- _Task_
Locate the line that contains "lamp. Report bounding boxes for all instances.". Print it and every subsequent line through the final line of the records, exactly and only those.
----- The input
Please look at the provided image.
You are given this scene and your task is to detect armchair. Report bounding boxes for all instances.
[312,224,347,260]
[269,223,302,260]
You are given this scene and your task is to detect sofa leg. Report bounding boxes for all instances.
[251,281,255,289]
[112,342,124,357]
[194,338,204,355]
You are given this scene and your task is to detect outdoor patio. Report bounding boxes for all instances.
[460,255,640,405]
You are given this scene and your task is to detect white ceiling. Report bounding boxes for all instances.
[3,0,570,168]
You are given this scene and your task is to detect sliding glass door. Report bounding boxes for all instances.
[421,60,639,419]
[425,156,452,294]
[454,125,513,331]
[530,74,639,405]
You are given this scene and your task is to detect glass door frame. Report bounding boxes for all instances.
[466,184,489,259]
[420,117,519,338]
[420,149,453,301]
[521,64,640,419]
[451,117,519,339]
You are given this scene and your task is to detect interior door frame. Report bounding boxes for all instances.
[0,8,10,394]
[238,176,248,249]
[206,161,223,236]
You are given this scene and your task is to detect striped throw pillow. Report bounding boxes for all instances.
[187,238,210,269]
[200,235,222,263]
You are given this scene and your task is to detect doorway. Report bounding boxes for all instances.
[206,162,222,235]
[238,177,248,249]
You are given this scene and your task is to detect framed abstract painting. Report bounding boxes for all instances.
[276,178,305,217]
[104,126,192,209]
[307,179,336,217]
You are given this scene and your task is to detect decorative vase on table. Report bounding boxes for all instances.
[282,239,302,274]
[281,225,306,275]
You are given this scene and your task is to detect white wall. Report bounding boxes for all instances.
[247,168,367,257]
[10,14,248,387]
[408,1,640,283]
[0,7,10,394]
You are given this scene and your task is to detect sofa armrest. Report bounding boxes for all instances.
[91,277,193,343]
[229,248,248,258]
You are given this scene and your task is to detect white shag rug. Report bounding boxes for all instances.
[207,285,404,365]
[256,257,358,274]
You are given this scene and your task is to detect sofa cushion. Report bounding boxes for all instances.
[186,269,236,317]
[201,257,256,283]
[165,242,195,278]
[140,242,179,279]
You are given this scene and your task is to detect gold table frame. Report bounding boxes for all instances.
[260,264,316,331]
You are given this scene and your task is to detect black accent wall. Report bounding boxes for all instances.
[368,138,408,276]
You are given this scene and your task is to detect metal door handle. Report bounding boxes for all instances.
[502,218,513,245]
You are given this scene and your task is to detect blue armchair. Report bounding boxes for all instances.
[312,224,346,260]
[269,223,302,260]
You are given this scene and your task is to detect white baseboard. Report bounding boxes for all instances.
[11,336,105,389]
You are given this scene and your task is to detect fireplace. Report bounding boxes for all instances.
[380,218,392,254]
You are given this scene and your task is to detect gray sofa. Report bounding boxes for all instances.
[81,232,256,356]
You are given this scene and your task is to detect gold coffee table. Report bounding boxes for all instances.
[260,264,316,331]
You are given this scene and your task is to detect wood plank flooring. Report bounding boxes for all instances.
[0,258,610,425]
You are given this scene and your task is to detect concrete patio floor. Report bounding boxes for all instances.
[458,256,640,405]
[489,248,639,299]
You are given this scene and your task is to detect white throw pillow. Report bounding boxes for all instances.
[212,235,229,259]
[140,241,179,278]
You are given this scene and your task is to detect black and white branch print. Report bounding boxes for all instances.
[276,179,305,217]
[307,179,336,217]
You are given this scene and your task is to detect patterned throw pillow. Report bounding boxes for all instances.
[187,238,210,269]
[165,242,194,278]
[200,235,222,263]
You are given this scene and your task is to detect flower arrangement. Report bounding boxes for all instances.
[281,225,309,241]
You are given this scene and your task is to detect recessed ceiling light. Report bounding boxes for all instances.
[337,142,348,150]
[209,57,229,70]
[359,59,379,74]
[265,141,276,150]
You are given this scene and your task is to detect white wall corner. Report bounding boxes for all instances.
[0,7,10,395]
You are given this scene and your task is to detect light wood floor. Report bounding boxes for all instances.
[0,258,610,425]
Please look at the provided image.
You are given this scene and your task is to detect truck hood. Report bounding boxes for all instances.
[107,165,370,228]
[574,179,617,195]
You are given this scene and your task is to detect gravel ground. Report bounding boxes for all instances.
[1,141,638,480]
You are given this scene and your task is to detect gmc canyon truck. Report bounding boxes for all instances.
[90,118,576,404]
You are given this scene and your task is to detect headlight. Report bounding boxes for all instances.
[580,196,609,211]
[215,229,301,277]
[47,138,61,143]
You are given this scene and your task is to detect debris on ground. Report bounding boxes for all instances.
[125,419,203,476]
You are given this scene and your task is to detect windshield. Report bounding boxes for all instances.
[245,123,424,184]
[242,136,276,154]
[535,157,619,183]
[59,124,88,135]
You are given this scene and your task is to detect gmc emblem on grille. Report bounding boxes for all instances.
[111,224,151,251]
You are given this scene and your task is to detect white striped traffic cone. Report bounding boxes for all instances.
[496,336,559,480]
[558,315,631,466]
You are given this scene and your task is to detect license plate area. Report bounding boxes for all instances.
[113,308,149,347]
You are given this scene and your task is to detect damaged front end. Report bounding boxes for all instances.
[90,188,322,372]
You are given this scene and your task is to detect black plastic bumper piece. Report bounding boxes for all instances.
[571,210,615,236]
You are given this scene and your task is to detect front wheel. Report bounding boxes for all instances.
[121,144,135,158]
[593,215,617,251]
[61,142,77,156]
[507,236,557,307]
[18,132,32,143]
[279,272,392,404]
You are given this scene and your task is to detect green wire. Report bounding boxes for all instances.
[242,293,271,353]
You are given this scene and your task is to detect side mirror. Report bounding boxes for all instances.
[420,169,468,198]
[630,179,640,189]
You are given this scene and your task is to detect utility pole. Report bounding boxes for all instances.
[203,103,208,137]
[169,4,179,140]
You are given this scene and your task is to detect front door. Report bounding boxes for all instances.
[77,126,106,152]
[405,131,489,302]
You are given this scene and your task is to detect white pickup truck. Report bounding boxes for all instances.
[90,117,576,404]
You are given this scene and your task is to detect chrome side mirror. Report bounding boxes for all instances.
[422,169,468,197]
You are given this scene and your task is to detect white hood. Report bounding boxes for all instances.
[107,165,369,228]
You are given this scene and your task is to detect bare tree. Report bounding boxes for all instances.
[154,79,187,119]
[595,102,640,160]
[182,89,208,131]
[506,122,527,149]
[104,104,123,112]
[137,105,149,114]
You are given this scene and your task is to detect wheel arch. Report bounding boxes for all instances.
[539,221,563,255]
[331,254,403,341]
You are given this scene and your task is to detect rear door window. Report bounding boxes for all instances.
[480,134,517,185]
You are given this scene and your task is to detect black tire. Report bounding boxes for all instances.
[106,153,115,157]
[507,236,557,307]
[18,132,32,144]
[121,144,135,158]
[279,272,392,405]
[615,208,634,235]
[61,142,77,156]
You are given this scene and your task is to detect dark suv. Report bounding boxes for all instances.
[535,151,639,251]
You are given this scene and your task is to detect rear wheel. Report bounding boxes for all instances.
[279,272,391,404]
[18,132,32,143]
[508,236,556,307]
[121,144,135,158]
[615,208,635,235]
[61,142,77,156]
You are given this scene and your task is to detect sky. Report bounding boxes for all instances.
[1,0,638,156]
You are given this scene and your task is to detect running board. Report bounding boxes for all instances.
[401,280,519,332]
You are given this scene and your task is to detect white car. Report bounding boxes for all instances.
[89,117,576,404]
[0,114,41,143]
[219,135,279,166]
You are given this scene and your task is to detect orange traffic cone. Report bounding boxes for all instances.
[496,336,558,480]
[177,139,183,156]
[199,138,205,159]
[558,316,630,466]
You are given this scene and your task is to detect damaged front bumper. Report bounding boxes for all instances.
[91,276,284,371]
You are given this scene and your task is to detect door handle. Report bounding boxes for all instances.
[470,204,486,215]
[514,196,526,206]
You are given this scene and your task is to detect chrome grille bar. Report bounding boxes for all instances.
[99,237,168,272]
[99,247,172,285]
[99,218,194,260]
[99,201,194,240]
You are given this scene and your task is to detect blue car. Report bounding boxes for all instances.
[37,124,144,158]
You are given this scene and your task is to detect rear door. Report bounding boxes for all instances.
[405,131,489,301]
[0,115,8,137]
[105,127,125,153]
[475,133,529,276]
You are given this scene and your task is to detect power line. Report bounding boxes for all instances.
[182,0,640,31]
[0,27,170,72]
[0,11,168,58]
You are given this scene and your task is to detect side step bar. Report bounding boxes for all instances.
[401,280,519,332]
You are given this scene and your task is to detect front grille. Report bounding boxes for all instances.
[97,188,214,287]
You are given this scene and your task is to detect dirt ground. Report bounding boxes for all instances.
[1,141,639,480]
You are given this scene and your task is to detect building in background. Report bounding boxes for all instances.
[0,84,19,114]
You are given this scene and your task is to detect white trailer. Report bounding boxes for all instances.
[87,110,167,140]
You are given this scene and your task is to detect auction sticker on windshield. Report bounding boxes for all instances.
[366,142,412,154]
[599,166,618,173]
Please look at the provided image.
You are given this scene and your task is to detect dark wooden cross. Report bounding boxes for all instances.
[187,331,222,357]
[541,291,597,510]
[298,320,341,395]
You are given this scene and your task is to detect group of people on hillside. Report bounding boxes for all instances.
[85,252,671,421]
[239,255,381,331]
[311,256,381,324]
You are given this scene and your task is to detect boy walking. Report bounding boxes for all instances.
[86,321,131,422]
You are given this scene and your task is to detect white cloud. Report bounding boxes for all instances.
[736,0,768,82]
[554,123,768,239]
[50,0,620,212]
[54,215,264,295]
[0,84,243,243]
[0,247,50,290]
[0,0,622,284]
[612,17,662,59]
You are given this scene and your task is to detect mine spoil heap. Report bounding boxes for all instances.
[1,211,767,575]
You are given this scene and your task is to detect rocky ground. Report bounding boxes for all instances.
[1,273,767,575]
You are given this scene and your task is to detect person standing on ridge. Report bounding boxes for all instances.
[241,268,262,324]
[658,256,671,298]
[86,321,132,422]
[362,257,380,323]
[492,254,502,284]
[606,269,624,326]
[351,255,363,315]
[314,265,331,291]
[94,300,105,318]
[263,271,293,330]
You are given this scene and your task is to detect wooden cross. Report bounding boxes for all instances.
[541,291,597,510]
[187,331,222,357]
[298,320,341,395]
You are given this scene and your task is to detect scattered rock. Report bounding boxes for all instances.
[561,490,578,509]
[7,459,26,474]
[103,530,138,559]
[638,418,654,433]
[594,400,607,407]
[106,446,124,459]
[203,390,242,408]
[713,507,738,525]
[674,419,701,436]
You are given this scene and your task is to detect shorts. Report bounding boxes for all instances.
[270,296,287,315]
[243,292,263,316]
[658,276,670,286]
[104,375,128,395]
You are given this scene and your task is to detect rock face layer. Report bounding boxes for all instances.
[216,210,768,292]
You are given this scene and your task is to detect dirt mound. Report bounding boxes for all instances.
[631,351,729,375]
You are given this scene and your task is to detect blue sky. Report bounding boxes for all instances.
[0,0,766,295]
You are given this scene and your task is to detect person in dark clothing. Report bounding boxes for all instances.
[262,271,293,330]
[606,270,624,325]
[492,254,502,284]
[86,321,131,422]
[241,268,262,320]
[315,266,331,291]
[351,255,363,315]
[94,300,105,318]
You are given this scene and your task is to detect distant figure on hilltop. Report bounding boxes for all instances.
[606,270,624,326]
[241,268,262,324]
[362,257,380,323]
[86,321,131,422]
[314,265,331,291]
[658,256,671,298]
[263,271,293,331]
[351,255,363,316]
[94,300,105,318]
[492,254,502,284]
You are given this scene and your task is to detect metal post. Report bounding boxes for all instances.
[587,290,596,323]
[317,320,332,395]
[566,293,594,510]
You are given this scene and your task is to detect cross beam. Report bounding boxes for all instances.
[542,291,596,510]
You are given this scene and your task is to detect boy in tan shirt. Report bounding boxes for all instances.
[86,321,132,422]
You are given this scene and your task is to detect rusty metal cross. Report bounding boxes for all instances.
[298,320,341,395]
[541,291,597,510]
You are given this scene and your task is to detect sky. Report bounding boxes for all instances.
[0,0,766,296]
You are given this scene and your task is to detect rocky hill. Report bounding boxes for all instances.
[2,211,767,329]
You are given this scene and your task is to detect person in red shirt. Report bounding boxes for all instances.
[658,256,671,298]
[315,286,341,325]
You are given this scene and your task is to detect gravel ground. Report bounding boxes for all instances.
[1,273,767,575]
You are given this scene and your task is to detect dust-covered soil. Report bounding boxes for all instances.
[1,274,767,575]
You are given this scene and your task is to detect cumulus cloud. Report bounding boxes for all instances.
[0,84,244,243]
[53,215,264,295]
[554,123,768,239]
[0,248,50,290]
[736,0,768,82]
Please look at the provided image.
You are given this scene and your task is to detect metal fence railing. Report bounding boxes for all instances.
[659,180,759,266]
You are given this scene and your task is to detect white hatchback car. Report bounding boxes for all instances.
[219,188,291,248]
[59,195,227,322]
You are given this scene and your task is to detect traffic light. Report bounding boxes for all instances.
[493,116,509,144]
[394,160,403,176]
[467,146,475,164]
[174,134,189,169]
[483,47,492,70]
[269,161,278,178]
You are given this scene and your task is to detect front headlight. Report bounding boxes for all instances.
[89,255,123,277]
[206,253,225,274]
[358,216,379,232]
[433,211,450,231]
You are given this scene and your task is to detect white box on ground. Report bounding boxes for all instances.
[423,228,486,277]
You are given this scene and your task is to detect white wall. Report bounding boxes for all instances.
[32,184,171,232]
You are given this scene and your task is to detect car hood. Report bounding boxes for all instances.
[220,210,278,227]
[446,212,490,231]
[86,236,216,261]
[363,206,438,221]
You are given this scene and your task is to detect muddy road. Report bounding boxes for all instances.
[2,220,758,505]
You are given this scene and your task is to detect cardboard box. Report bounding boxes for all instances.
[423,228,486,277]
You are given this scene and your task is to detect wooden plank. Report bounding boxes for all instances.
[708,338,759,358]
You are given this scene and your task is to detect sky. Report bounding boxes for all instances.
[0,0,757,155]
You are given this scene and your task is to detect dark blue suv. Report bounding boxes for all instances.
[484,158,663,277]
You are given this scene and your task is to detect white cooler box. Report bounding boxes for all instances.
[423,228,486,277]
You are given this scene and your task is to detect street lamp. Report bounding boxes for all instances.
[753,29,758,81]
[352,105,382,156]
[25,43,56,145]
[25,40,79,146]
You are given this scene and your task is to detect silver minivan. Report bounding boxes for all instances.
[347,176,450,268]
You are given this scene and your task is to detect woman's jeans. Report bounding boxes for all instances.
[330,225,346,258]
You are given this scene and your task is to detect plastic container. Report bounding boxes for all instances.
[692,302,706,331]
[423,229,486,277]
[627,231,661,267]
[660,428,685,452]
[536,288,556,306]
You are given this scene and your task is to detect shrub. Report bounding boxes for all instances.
----------
- _Result of the exercise_
You are given this scene and your task is to detect street lamp. Report bounding boxes for all instances.
[753,29,758,81]
[352,105,382,156]
[25,43,56,145]
[25,40,79,146]
You are given this scene and your task is to detect silver minivan. Report bounding boxes for all instances.
[347,176,450,268]
You are given this scene and your task is to detect woman's jeans. Report bounding boxes for all instances.
[330,225,346,258]
You are given this scene and your task is to detect plastic container. Report bounding boxes for all instances.
[692,302,706,331]
[423,229,486,277]
[627,231,661,267]
[660,428,685,452]
[536,288,556,306]
You are given this scene and your task is to detect shrub. Report bounding boxes for all instances.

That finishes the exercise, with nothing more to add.